→ Supplied text:
=== Section Start ===
Are Your Patients Really Allergic To Antibiotics?

Are Your Patients Really Allergic To Antibiotics?

Every patient’s dental records flag up their allergies, with antibiotics enjoying pride of place. Antibiotics are widely prescribed to treat dental infections and account for an estimated 10% of all antibiotic prescribing across NHS primary care.

The Royal Pharmaceutical Society, however, is warning that millions of people have confused ‘side-effects’ with true allergy with the result that they are missing out on the most efficacious prescription for their problem.

Research suggests that around four million people have an ‘allergy to penicillin’ recorded on their medical records, however, when tested, 90% of them are not allergic.

Antibiotic allergies typically involve itchy skin, diarrhoea and a raised rash. Nausea, cough and running nostrils are also indicators.  But antibiotics can also cause diarrhoea and nausea leading to a rash and these ‘side-effects’ do not automatically indicate an allergic reaction.
=== Section End ===
→ Source data:
=== Section Start ===
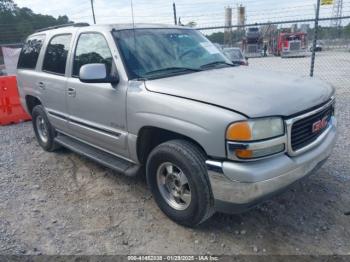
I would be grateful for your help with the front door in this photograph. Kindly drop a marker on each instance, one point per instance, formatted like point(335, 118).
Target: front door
point(52, 80)
point(97, 111)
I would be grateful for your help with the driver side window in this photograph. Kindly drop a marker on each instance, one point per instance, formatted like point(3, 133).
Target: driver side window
point(92, 48)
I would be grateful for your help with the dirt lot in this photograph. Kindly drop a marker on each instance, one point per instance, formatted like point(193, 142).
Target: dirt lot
point(61, 203)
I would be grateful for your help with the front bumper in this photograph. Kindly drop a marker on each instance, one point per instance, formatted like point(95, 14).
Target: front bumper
point(237, 186)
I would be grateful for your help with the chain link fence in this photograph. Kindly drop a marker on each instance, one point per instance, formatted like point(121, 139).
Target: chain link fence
point(287, 46)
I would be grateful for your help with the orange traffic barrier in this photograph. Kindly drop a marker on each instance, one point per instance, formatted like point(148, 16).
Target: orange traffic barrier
point(11, 110)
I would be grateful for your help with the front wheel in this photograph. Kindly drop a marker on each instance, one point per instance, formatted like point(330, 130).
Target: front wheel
point(44, 132)
point(177, 177)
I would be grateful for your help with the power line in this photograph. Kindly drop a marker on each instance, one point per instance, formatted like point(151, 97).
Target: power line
point(93, 11)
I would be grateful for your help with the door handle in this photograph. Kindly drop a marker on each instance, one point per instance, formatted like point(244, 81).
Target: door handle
point(41, 85)
point(71, 91)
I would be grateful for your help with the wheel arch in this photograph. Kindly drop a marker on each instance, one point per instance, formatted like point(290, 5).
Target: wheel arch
point(150, 137)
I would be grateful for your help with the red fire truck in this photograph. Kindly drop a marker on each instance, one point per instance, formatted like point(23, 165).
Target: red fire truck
point(291, 44)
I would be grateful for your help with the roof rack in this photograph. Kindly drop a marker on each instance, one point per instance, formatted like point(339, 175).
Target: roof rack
point(62, 26)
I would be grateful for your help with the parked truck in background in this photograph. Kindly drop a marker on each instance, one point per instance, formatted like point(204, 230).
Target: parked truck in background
point(253, 44)
point(291, 44)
=== Section End ===
→ What you need to do:
A - Answer each question from the article on antibiotic allergies.
(i) What share of all antibiotic prescribing across NHS primary care do dental prescriptions account for, by estimate?
(ii) Which organization is warning that many people have confused side-effects with true allergy?
(iii) According to research, roughly how many people have an allergy to penicillin recorded on their medical records?
B - Carry on the article on antibiotic allergies, starting right after its final sentence.

→ Solved tasks:
A -
(i) An estimated 10%.
(ii) The Royal Pharmaceutical Society.
(iii) Around four million people.

B -
The consequences for patients labelled ‘allergic’ is being prescribed a raft of  ‘second-choice antibiotics’ which can be less effective than penicillin and can take longer to work. Multiple prescriptions may be required. 

Speaking to Nick Robinson on BBC Radio Four’s flagship ‘Today’ programme (28th September) Tase Oputu from the Royal Pharmaceutical Society said that the confusion between allergy and side effects can happen early on in a person’s life.

“They’ve had an antibiotic and they’ve experienced some sort of side effect of the antibiotic or even it could be a symptom of the infection they’re trying to treat and unfortunately it gets attributed to the antibiotic and they get mislabelled with having an allergy.

A strong allergic reaction would include tightness of the chest, wheeziness, very serious rash for example.”

The upshot of the mislabelling is that millions of people who would be helped by antibiotics are not taking them, something that Amena Warner, Clinical-Services Head of the charity Allergy UK said was being looked into via a “national effort”.

Ms Oputo advises people “the next time they see their GP or talk to their pharmacist to talk to them about their allergy and they will, then go through a series of questions with them to determine whether it is a true allergy”.

Waiting lists for allergy tests are long.